- _TASKS_
A) In the forum thread about building Ray, repeat everything from "It looks like" down to "-- Philipp.".
B) Translate this sentence from the forum thread about building Ray into Spanish: "I installed the boost version 1.68.0 on the system and above issue is solved."

- _PASSAGE GIVEN_
It looks like the compiler cannot link libboost correctly.
I have libboost-dev version 1.65.1.0ubuntu1
How can I link it properly?
Hey,
it should link with the version of boost that is downloaded by the ray build system. Can you provide the full output of the build script?
-- Philipp.
This is full output of pip3 install -e . --verbose
raylet stuff build starts somewhere near line 1506 and error occurs at line 1707
Thank you for help!
I installed the boost version 1.68.0 on the system and above issue is solved.
Now I got next compile error :
[ 78%] Building CXX object src/ray/util/CMakeFiles/signal_test.dir/signal_test.cc.o
/tmp/cc5M1g3e.s: Assembler messages:
/tmp/cc5M1g3e.s:7474: Error: unknown mnemonic `ud2' -- `ud2'
src/ray/util/CMakeFiles/signal_test.dir/build.make:62: recipe for target 'src/ray/util/CMakeFiles/signal_test.dir/signal_test.cc.o' failed
Seems like compiler is trying to use 'ud2' assembler instruction, which Aarch64 CPU does not have..
I changed 'src/ray/util/signal_test.cc' as follows :
#include <signal.h>
#include <cstdlib>
#include <iostream>
#include <csignal>
#include "gtest/gtest.h"
#include "ray/util/logging.h"
#include "ray/util/util.h"
// This test just print some call stack information.

- _LISTED RECORDS_

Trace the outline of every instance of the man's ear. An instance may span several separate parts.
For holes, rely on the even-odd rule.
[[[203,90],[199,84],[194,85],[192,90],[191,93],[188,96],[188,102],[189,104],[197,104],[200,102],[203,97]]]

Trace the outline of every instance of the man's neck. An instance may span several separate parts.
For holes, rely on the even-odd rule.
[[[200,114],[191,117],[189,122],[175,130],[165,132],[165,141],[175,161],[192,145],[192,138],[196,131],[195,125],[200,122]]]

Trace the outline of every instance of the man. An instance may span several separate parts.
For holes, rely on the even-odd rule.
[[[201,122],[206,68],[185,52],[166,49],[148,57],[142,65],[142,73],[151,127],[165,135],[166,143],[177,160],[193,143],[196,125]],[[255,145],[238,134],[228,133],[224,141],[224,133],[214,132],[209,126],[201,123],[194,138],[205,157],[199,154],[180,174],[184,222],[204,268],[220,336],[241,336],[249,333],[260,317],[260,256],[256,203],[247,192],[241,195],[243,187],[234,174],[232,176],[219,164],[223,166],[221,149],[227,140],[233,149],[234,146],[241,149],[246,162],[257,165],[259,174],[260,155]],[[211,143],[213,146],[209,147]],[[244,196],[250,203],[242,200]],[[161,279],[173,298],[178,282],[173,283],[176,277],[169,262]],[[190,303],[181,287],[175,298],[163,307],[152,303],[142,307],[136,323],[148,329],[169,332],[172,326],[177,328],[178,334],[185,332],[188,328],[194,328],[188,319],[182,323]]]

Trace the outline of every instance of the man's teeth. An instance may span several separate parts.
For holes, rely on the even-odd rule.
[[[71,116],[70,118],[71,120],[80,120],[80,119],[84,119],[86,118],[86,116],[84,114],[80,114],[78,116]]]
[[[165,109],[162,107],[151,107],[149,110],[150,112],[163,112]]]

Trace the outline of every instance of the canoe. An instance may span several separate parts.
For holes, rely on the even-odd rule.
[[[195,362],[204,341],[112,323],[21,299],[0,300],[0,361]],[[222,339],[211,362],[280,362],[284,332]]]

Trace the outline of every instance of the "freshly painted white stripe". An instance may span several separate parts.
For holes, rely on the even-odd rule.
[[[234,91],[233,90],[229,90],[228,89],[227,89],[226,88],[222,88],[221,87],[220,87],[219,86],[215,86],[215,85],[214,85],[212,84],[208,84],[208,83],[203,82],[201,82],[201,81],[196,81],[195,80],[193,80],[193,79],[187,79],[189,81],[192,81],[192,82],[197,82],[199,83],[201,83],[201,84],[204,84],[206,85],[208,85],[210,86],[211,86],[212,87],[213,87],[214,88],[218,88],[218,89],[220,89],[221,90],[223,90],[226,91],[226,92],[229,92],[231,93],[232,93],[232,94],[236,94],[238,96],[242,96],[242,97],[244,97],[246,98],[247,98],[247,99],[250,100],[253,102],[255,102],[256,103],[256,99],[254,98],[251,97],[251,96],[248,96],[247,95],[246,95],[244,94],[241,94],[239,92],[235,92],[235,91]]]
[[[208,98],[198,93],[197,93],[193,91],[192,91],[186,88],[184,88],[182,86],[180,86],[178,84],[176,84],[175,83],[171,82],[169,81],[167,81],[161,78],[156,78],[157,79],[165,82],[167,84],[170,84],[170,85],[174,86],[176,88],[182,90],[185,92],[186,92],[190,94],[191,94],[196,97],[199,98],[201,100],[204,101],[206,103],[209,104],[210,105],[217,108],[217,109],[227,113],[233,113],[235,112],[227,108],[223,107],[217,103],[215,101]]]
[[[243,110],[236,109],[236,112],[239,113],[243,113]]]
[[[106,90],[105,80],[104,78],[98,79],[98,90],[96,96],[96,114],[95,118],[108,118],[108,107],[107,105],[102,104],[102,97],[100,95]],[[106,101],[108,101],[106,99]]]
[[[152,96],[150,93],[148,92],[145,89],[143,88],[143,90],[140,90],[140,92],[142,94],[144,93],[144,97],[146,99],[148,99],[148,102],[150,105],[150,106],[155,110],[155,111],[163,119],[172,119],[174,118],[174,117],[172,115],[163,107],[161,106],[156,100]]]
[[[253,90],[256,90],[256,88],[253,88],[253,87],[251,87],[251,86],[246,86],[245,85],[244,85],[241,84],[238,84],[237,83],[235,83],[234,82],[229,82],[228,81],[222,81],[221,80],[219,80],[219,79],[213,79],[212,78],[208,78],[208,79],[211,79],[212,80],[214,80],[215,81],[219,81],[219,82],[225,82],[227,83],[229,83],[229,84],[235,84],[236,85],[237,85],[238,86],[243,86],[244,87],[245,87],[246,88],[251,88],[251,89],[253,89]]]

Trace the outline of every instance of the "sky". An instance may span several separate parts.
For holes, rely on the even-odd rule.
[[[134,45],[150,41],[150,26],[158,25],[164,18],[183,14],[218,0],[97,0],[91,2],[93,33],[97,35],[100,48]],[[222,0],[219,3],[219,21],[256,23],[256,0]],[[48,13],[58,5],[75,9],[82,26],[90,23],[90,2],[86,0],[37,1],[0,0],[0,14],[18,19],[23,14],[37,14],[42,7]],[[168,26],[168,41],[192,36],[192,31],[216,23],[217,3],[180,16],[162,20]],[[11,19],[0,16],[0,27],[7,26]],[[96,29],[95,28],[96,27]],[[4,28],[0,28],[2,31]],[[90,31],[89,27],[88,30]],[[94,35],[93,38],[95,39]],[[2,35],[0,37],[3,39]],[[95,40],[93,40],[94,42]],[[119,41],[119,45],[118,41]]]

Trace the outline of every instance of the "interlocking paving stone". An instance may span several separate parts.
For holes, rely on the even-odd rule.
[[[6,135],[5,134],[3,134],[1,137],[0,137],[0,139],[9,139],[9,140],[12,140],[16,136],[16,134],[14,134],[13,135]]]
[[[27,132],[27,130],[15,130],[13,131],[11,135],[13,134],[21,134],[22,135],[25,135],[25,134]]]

---

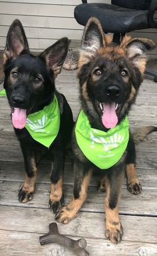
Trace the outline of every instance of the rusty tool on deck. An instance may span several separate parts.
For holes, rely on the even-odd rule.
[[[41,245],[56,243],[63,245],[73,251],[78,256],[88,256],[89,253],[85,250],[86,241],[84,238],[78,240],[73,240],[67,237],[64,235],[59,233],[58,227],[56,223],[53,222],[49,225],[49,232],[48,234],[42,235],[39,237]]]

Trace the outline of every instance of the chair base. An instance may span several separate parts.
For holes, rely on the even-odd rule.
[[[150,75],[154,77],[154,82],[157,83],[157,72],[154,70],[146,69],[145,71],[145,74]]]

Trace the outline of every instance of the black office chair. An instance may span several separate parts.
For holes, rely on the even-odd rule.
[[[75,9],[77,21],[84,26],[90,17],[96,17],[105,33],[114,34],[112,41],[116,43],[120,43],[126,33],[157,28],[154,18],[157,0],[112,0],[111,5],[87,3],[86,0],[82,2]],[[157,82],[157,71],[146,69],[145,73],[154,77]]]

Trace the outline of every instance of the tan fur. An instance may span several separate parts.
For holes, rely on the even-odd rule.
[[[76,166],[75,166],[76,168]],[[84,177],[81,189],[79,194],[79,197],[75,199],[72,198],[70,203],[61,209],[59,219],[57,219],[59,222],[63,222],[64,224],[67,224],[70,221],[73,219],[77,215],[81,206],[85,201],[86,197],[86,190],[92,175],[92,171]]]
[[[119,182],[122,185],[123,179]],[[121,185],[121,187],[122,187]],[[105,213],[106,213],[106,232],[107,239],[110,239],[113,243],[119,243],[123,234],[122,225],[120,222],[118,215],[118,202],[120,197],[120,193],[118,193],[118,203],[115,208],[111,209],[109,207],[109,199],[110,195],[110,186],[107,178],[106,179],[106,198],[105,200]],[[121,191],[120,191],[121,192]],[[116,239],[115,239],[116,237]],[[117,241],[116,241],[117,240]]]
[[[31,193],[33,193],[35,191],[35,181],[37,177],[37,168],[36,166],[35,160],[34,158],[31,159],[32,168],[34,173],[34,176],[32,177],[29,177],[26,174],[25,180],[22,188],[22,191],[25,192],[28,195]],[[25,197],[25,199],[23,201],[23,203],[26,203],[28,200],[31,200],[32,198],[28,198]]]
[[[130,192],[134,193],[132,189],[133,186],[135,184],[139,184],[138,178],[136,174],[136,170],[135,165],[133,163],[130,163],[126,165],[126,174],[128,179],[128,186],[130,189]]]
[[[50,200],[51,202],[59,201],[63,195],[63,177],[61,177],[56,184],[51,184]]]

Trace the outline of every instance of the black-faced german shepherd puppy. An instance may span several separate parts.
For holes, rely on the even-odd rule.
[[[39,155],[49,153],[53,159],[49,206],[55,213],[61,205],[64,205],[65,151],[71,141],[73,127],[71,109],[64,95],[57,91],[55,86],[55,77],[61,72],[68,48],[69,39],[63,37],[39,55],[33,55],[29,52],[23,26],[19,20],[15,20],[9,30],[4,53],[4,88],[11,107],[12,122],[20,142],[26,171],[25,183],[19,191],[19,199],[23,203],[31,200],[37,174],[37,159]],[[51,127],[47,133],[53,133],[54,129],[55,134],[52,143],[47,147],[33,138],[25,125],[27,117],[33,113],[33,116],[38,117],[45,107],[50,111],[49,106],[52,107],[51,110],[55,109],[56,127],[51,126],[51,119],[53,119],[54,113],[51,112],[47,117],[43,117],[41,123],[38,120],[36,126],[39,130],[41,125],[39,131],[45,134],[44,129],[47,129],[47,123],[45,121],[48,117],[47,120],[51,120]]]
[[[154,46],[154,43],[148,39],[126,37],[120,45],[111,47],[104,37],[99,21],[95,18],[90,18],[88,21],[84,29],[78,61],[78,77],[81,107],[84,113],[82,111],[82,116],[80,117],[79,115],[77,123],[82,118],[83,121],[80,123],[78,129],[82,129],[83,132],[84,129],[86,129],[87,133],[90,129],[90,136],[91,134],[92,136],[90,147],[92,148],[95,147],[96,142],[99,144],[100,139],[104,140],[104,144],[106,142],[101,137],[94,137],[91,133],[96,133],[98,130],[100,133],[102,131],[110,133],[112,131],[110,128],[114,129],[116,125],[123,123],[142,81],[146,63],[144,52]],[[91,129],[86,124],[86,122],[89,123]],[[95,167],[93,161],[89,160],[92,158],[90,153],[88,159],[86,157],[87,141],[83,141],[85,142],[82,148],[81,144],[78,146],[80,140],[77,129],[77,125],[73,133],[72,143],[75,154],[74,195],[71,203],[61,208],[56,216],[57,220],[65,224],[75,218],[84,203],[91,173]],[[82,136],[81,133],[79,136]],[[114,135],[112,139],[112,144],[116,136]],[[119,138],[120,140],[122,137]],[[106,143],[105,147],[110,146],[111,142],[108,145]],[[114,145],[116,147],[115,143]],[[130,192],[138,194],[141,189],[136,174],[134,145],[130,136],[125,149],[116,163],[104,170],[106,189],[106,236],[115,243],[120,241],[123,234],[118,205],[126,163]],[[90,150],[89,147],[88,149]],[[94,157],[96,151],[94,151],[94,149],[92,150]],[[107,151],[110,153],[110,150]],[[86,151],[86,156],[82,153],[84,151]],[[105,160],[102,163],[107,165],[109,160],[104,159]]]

- _ANSWERS GIVEN_
A)
It looks like the compiler cannot link libboost correctly.
I have libboost-dev version 1.65.1.0ubuntu1
How can I link it properly?
Hey,
it should link with the version of boost that is downloaded by the ray build system. Can you provide the full output of the build script?
-- Philipp.

B) Instalé la versión 1.68.0 de boost en el sistema y el problema anterior quedó resuelto.